- **PROBLEM STATEMENT**
Exactly the line that contains "tortoise mouth, a" and the lines following it to the end of the data are to be reproduced, and nothing more.

- **STUDY MATERIAL**
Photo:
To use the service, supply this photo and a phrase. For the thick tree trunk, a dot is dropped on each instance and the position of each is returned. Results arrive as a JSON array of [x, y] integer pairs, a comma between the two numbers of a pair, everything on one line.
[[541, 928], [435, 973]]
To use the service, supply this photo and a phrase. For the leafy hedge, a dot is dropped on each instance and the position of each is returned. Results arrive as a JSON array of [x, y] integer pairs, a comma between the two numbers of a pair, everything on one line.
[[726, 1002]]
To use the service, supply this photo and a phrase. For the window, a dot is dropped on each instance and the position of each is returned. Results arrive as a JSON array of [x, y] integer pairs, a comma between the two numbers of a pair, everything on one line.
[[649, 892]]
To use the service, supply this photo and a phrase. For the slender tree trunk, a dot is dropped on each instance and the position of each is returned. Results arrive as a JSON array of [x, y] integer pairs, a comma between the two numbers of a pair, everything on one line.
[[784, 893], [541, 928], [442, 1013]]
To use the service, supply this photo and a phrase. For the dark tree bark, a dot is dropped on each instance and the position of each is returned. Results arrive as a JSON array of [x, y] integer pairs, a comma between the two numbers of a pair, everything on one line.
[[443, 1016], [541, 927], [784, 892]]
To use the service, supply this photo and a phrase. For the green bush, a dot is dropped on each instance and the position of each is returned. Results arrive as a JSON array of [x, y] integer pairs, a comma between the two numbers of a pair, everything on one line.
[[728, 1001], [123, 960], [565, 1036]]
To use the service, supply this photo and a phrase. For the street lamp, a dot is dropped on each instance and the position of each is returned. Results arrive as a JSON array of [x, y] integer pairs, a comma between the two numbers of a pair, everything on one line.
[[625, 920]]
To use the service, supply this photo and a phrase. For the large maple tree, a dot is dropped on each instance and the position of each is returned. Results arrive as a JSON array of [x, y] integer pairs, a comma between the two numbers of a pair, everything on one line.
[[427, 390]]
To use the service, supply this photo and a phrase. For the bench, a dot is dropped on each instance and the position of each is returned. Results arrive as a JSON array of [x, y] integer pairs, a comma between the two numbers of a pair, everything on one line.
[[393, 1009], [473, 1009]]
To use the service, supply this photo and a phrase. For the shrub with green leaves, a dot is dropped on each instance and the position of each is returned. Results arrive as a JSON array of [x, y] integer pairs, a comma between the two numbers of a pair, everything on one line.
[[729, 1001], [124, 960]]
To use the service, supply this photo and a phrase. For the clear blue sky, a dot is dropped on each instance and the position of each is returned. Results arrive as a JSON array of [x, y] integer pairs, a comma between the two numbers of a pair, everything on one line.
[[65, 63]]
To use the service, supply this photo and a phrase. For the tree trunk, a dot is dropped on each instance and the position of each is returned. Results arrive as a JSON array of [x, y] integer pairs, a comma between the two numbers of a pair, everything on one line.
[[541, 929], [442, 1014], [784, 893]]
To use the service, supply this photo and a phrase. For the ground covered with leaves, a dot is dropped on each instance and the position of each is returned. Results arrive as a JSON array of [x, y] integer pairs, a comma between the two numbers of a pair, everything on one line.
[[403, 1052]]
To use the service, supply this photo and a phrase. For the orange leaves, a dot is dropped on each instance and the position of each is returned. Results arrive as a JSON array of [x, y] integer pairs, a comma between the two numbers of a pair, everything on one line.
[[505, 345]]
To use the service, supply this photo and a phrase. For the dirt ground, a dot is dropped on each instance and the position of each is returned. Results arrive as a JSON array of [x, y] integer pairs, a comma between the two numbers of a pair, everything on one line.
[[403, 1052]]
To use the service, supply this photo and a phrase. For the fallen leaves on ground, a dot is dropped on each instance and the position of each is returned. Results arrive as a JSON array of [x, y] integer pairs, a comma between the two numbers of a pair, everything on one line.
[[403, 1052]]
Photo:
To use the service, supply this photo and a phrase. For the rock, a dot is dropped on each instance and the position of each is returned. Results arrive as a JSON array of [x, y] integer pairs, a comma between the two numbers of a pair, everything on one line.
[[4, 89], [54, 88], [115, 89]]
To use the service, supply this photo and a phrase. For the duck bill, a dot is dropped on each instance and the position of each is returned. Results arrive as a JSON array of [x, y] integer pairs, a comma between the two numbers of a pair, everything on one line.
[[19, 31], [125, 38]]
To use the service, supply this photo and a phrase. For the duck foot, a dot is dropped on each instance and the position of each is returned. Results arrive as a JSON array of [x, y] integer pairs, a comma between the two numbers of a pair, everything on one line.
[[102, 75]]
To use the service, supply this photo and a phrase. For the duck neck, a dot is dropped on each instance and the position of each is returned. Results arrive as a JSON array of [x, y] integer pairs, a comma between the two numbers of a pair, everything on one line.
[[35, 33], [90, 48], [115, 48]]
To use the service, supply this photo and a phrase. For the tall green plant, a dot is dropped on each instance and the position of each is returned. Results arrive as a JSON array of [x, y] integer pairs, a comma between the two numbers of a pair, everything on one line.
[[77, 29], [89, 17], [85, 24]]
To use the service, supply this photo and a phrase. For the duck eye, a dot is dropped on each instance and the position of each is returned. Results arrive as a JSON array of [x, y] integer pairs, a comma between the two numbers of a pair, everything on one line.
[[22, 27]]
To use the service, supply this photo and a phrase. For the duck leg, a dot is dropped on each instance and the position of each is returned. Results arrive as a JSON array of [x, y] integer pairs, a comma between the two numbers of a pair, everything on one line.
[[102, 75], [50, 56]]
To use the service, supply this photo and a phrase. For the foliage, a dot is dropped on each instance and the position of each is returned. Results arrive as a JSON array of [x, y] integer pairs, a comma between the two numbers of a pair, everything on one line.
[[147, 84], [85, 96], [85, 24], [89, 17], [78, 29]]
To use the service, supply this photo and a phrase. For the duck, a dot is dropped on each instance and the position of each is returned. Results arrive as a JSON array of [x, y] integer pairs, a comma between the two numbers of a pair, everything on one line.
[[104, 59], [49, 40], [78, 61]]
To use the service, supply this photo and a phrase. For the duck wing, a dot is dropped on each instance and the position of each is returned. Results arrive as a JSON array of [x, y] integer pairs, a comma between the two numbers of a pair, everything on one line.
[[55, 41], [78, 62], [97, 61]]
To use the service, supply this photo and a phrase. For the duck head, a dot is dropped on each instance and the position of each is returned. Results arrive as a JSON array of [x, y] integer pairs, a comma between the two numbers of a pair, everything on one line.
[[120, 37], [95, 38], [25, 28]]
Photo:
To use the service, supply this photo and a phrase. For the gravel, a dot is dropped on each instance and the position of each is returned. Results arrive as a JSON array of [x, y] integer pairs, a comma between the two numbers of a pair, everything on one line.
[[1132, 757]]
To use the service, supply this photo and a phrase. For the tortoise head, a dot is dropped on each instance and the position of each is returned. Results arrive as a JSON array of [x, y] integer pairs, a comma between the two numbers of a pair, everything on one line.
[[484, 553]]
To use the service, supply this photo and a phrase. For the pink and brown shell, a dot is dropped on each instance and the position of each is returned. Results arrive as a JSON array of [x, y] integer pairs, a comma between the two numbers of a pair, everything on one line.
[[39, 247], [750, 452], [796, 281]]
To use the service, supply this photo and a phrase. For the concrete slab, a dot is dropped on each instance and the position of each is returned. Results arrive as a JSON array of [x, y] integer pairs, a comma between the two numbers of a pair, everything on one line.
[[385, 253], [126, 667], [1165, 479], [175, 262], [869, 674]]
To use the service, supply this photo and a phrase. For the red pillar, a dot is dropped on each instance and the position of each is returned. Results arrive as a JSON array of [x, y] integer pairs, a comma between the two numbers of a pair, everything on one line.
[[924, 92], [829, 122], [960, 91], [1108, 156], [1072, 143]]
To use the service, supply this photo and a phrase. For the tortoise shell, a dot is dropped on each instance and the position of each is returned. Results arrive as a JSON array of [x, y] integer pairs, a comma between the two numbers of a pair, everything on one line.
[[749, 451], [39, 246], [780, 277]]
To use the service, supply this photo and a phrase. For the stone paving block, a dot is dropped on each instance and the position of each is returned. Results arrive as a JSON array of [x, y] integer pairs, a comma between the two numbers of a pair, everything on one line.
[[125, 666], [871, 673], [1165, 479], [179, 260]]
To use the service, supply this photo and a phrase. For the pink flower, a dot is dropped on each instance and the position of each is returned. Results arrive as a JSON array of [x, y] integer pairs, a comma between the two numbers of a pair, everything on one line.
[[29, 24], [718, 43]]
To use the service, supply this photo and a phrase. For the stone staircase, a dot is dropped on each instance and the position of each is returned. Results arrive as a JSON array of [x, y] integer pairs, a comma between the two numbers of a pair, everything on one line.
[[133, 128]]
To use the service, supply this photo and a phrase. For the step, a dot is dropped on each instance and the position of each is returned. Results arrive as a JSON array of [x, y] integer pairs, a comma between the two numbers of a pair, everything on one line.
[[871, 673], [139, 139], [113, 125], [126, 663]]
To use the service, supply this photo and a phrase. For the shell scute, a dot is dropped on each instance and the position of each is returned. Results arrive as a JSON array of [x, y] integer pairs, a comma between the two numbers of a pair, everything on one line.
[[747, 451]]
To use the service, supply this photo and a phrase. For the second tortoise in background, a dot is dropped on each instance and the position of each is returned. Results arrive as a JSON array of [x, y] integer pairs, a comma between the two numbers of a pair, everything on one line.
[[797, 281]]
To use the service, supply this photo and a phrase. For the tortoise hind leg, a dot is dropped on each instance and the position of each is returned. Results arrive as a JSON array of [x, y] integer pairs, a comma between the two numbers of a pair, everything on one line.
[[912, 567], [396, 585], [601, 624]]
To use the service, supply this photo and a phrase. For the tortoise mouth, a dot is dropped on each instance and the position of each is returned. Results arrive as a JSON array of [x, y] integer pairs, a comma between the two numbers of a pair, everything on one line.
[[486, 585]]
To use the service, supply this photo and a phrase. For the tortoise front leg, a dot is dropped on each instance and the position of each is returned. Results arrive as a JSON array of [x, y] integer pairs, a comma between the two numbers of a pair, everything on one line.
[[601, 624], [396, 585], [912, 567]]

- **RESPONSE**
To use the service, supply this photo and a phrase. For the tortoise mouth, a dot is dropped on each instance and the position of each is returned. Results arrive as a JSON array of [x, y] integer pairs, a comma between the two numbers of a pair, everything on one line.
[[486, 585]]
To use the service, supply this photo and a phrase. For the tortoise front leg, a dot is dropped on each instance and the position of each is returned. Results arrive as a JSON array of [x, y] integer pairs, a comma between the two numbers of a pair, everything on one line.
[[601, 624], [396, 585], [912, 567]]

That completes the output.